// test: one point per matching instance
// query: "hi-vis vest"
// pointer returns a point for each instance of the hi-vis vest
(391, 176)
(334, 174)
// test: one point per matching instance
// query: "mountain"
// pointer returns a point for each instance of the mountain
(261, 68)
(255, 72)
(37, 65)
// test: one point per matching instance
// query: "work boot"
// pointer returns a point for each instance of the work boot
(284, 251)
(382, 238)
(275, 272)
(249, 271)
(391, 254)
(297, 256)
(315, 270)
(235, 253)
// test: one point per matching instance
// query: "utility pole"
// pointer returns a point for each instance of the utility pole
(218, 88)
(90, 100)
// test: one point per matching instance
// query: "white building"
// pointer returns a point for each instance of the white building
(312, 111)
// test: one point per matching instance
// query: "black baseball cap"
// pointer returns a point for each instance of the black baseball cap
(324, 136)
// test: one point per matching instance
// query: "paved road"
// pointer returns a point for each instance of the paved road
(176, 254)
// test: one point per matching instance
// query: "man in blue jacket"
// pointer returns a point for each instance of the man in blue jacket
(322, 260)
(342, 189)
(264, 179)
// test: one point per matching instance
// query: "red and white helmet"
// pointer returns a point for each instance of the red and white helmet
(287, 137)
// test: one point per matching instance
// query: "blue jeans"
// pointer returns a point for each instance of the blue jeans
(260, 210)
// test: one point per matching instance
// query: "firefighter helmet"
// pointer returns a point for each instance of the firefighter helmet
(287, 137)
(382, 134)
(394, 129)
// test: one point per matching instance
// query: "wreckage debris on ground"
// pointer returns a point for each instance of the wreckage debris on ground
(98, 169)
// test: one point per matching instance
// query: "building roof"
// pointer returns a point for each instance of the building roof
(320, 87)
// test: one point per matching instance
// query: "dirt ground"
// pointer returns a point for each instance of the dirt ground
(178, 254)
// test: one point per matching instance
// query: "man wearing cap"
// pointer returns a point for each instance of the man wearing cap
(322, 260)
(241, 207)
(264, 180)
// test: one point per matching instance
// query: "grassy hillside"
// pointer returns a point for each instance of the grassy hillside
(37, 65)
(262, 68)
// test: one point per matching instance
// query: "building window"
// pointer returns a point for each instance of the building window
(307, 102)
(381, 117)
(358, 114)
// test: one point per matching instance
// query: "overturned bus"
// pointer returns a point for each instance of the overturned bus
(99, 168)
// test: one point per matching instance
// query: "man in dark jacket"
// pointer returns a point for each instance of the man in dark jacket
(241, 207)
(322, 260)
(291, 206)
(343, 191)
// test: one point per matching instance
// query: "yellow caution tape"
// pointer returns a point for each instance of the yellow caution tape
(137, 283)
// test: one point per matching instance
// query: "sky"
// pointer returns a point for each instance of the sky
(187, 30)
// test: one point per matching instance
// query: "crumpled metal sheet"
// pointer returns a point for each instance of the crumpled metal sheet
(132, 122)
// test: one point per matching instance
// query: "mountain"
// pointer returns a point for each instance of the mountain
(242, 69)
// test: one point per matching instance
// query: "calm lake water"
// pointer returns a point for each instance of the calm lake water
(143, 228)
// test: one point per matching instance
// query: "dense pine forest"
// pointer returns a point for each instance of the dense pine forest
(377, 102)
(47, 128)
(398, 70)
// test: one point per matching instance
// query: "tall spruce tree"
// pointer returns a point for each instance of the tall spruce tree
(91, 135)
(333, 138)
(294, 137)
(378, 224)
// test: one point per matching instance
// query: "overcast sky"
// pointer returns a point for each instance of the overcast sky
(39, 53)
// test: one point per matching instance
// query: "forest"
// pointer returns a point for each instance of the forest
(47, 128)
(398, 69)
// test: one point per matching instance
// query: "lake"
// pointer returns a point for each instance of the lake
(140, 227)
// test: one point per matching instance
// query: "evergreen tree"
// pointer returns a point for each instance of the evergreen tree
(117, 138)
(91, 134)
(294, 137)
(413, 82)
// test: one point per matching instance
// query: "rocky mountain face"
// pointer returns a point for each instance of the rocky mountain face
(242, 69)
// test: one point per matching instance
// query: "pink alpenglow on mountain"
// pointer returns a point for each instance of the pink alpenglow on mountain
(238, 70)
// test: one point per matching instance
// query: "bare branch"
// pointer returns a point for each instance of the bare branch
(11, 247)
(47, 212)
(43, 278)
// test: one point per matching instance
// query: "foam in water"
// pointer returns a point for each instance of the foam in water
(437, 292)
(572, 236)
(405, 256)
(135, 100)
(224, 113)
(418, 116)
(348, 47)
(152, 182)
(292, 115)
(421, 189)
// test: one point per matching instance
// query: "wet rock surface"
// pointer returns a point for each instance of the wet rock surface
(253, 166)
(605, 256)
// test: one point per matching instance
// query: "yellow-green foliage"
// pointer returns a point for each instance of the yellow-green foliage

###

▶ WHAT YOU ARE ASKED TO DO: Nothing in the data may be left out; copy every line exactly.

▶ RESPONSE TO THIS EXERCISE:
// test: one point per matching instance
// query: "hi-vis vest"
// pointer returns a point for each instance of the hi-vis vest
(391, 176)
(334, 174)
// test: one point per matching instance
// query: "mountain"
// pointer returns a point for each instance of the mountain
(261, 68)
(255, 72)
(37, 65)
// test: one point per matching instance
// query: "work boot"
// pointer returns a point for each instance of the work boot
(284, 251)
(382, 238)
(275, 272)
(249, 271)
(391, 254)
(297, 256)
(315, 270)
(235, 253)
// test: one point per matching instance
// query: "utility pole"
// pointer returns a point for each instance of the utility pole
(218, 88)
(90, 100)
// test: one point per matching instance
// query: "white building"
// pointer returns a point for each instance of the white building
(312, 111)
// test: one point per matching instance
// query: "black baseball cap"
// pointer returns a point for each instance of the black baseball cap
(324, 136)
// test: one point per matching instance
// query: "paved road"
// pointer returns a point for each instance of the paved road
(176, 254)
// test: one point per matching instance
// query: "man in blue jacket"
// pointer returns a point for each instance of the man in blue jacket
(322, 260)
(342, 189)
(264, 179)
// test: one point per matching instance
// query: "red and white helmet"
// pointer returns a point for each instance of the red and white helmet
(287, 137)
// test: one point per matching instance
// query: "blue jeans"
// pointer returns a point for each instance of the blue jeans
(260, 210)
// test: one point per matching instance
// query: "firefighter helmet"
// pointer returns a point for each instance of the firefighter helmet
(287, 137)
(382, 134)
(394, 129)
// test: one point per matching instance
// query: "wreckage debris on ground"
// pointer returns a point for each instance of the wreckage debris on ground
(98, 169)
// test: one point per matching instance
// query: "building roof"
// pointer returns a point for each instance of the building roof
(320, 87)
// test: one point per matching instance
// query: "dirt ground"
// pointer returns a point for each instance of the dirt ground
(178, 254)
// test: one point per matching instance
// query: "man wearing cap"
// pointer returns a point for each instance of the man wearing cap
(322, 260)
(241, 207)
(264, 180)
// test: one point per matching instance
// query: "grassy hillside"
// pointer returns a point for each instance of the grassy hillside
(37, 65)
(262, 68)
// test: one point per matching instance
// query: "building window"
// pointer returns a point for each instance of the building window
(307, 102)
(381, 117)
(358, 114)
// test: one point per matching instance
// query: "overturned bus"
// pointer returns a point for each instance of the overturned bus
(99, 168)
// test: one point per matching instance
// query: "man in dark jacket"
// pointer returns a point for each instance of the man in dark jacket
(241, 207)
(322, 260)
(291, 206)
(343, 191)
// test: one point per matching instance
// query: "yellow caution tape"
// pointer returns a point for each instance of the yellow caution tape
(137, 283)
// test: one point per matching instance
// query: "sky"
// pointer returns a point for each instance of the sky
(187, 30)
// test: one point per matching instance
// query: "crumpled metal sheet"
// pointer returns a point for each instance of the crumpled metal sheet
(132, 122)
// test: one point per matching instance
// query: "mountain"
// pointer returns a point for each instance of the mountain
(242, 69)
// test: one point per matching instance
// query: "calm lake water"
// pointer returns a point for each instance of the calm lake water
(143, 228)
// test: one point per matching instance
// query: "dense pine forest"
// pointer returns a point for each instance of the dense pine forest
(377, 102)
(47, 128)
(398, 70)
// test: one point per matching instance
// query: "tall spruce tree"
// pointer returns a point for each instance of the tall spruce tree
(91, 135)
(333, 138)
(294, 137)
(378, 224)
// test: one point per matching instance
// query: "overcast sky"
// pointer returns a point for each instance of the overcast sky
(39, 53)
// test: one point per matching instance
// query: "forest"
// pointer returns a point for each instance of the forest
(47, 128)
(398, 69)
// test: one point per matching instance
// query: "lake"
// pointer returns a point for each instance of the lake
(140, 227)
// test: one point per matching instance
// query: "evergreen tree"
// pointer returns a point for each instance of the evergreen tree
(117, 138)
(91, 134)
(294, 137)
(413, 82)
// test: one point per matching instance
// query: "rocky mountain face"
// pointer returns a point for each instance of the rocky mountain face
(242, 69)
// test: one point per matching instance
// query: "pink alpenglow on mountain"
// pointer returns a point for each instance of the pink alpenglow on mountain
(238, 70)
// test: one point per matching instance
// query: "bare branch"
// pointer returns a point for each instance of the bare branch
(11, 247)
(47, 212)
(43, 278)
// test: one point per matching instance
// query: "foam in water"
// pointer returns a point for each instance of the foam in water
(437, 292)
(572, 236)
(405, 256)
(135, 100)
(224, 113)
(418, 116)
(348, 47)
(152, 182)
(292, 115)
(421, 189)
// test: one point per matching instance
// query: "wet rock surface"
// pointer returns a point for each instance of the wet rock surface
(253, 166)
(605, 256)
// test: one point per matching instance
// query: "yellow-green foliage"
// pointer returns a point for each instance of the yellow-green foliage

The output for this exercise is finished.